■ **Extrait du document**:
+++
Solution finalissime

On imagine mal une vie sociale sans le jeu des gratifications, depuis le banal geste de reconnaissance entre deux personnes, à la consécration impliquant une communauté entière. Dès sa naissance l’individu la recherche, d’abord sur fond de dépendance totale et d’amour inconditionnel ; mais l’environnement ne tarde pas à exercer sa pression civilisatrice, faisant évoluer les exigences de gratification vers des formes diversifiées, plus complexes puisque tendant à se détacher des besoins primaires. Comme étayée sur une satisfaction physiologique génétiquement déterminée, l’individu développe une addiction secondaire : en plus du droit à la vie, il revendique la reconnaissance toute particulière de sa participation au monde des êtres humains, à la communication et à la comédie humaine.

Un adulte convenablement intégré dans la société ne saurait se contenter des gratifications propres à l’enfance. Son statut le porte à rechercher des récompenses plus virtuelles et néanmoins très courues “promesses de bonheur”, des valorisations essentielles qui le conforteront dans l’estime de lui-même, le légitimant aux yeux de la communauté. Partant, il n’est plus seulement un spécimen porteur d’un génotype, il devient véhicule culturel. Consacré personne à part entière, il entre dans le jeu sérieux des opinions publiques et du discours ambiant, qui font et défont la réalité sociale d’un lieu et d’une époque. Dès lors, les enfantillages ne sont plus de mise, il faut à son narcissisme des symboles autrement plus forts pour valider son mérite.
+++
■ **Enregistrements à traiter**:
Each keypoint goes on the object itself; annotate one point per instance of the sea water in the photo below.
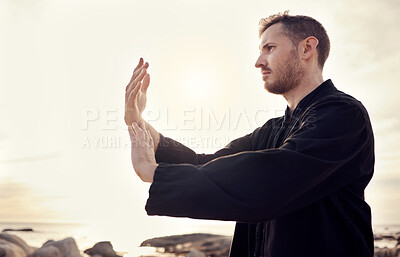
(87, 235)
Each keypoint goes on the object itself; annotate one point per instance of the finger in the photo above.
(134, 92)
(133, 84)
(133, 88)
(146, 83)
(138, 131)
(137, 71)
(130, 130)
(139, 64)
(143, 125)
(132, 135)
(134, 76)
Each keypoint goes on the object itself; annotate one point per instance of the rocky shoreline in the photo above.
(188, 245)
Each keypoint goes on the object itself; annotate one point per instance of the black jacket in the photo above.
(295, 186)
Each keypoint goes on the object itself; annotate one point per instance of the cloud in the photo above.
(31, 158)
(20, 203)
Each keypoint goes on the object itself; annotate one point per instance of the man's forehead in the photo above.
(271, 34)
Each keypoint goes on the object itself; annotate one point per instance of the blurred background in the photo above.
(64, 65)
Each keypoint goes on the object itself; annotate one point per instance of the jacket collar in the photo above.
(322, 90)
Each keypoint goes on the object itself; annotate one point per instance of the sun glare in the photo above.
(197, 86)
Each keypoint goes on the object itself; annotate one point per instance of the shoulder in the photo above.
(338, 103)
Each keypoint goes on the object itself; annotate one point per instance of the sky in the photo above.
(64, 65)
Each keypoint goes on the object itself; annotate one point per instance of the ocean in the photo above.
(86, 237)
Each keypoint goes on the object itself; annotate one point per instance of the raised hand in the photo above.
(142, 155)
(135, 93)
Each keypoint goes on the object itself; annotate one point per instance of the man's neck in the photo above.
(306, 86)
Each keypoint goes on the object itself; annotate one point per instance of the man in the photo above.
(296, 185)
+++
■ **Tâches à réaliser**:
[a] Répondez aux questions suivantes à partir de l'extrait sur les gratifications :
(i) Sur quel fond l'individu recherche-t-il d'abord la gratification, dès sa naissance ?
(ii) Que revendique-t-il en plus du droit à la vie ?
(iii) Selon le second paragraphe, que devient l'adulte, qui n'est plus seulement un spécimen porteur d'un génotype ?
[b] Relevez chaque ligne des enregistrements où figure le mot "jacket".

■ **Réponses**:
[a]
(i) Sur fond de dépendance totale et d'amour inconditionnel.
(ii) La reconnaissance toute particulière de sa participation au monde des êtres humains, à la communication et à la comédie humaine.
(iii) Il devient véhicule culturel.

[b]
Each keypoint goes on the object itself; annotate one point per instance of the black jacket in the photo above.
Each keypoint goes on the object itself; annotate one point per instance of the jacket collar in the photo above.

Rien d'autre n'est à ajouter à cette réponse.